#### INFORMATION SHOWN
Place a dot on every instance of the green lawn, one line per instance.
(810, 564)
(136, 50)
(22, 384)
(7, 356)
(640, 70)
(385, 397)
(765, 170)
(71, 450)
########
### STATED GOAL
Could you copy out every line of the entries above, wording included, with each coordinate in the answers shifted by -65?

### TASK OUTPUT
Place a dot on every instance of the green lawn, one line per instance.
(745, 499)
(71, -15)
(-43, 319)
(-58, 291)
(575, 5)
(320, 332)
(700, 105)
(6, 385)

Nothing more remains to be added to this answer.